→ Raw data
####################

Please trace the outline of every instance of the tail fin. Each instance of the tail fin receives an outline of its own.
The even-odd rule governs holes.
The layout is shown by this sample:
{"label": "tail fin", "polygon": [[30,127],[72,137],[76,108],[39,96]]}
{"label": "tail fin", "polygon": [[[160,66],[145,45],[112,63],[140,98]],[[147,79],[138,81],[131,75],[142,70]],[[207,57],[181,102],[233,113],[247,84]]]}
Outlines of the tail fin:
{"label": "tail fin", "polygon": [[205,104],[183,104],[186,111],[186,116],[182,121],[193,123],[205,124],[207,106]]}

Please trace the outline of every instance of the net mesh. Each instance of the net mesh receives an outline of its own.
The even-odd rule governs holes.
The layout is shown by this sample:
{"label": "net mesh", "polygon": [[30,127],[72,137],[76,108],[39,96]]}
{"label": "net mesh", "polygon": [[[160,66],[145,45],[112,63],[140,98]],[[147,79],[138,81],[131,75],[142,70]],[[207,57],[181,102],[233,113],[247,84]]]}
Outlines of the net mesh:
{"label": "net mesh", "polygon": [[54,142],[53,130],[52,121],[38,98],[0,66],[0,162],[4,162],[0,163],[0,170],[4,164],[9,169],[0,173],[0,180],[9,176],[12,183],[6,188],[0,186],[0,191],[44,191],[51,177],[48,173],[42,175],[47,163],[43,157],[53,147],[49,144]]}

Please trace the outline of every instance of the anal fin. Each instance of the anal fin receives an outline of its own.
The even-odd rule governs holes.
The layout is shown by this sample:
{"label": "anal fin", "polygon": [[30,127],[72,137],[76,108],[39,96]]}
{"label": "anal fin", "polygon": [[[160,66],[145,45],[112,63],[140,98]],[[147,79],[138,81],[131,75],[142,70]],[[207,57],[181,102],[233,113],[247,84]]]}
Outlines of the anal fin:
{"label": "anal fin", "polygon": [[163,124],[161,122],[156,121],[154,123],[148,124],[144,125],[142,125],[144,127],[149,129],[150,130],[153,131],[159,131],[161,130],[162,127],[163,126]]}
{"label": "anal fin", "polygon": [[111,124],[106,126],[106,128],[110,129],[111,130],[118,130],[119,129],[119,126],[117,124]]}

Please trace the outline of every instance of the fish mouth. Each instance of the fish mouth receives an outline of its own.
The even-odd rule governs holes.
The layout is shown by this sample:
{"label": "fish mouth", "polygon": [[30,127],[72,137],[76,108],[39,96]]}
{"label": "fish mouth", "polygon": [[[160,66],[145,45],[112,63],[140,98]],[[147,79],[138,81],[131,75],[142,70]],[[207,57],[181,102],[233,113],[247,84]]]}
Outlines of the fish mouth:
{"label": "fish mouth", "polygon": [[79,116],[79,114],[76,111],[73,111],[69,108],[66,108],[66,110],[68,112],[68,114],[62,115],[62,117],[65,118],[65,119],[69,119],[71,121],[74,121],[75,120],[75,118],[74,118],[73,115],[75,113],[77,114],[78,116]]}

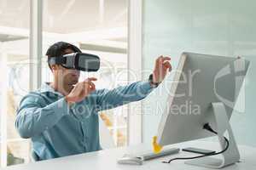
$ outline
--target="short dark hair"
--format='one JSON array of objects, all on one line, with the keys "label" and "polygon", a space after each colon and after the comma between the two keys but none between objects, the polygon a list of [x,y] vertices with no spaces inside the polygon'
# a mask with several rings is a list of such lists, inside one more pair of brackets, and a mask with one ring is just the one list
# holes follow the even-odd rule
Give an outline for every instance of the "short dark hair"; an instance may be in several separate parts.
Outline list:
[{"label": "short dark hair", "polygon": [[[65,54],[66,49],[72,49],[74,52],[82,53],[82,51],[75,45],[66,42],[57,42],[48,48],[46,55],[48,57],[61,57],[61,55]],[[50,68],[49,64],[48,65]]]}]

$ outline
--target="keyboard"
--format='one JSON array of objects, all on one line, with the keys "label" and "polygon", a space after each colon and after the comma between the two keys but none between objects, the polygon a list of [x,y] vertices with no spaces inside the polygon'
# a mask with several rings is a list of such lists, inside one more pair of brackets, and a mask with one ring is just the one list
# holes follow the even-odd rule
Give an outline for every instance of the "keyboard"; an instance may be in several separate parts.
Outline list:
[{"label": "keyboard", "polygon": [[141,158],[143,161],[148,161],[165,156],[170,156],[177,154],[180,151],[179,148],[164,149],[161,152],[155,154],[153,151],[147,151],[142,154],[135,155],[137,157]]}]

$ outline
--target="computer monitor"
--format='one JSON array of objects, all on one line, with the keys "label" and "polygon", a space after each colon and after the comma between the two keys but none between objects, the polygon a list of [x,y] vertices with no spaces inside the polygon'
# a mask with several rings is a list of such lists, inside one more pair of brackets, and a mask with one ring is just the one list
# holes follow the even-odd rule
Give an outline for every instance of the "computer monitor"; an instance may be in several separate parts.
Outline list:
[{"label": "computer monitor", "polygon": [[228,131],[230,147],[224,160],[204,157],[187,163],[221,168],[239,161],[240,156],[229,120],[244,83],[249,61],[241,57],[223,57],[183,53],[166,107],[162,113],[157,143],[164,146],[212,136],[203,129],[206,123],[223,135]]}]

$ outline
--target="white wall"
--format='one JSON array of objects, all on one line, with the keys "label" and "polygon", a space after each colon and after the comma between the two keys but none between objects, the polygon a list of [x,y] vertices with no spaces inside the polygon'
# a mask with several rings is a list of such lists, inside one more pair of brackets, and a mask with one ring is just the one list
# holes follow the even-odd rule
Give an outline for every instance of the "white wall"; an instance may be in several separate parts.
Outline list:
[{"label": "white wall", "polygon": [[[144,0],[143,68],[153,68],[160,54],[172,56],[175,66],[183,51],[237,56],[251,60],[246,83],[246,113],[234,113],[231,123],[239,144],[256,146],[256,1]],[[146,78],[148,75],[144,75]],[[160,115],[154,91],[143,102],[143,141],[156,134]],[[148,108],[150,106],[150,108]]]}]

####################

→ Problem requirements
Pull out every line of the items above that contains the string "dark". Case counts.

→ Correct result
--target="short dark hair"
Give an outline for every instance of the "short dark hair"; an instance may be in several separate parts.
[{"label": "short dark hair", "polygon": [[[65,54],[66,49],[72,49],[74,52],[82,53],[82,51],[75,45],[66,42],[57,42],[48,48],[46,55],[48,57],[61,57],[61,55]],[[50,68],[49,64],[48,65]]]}]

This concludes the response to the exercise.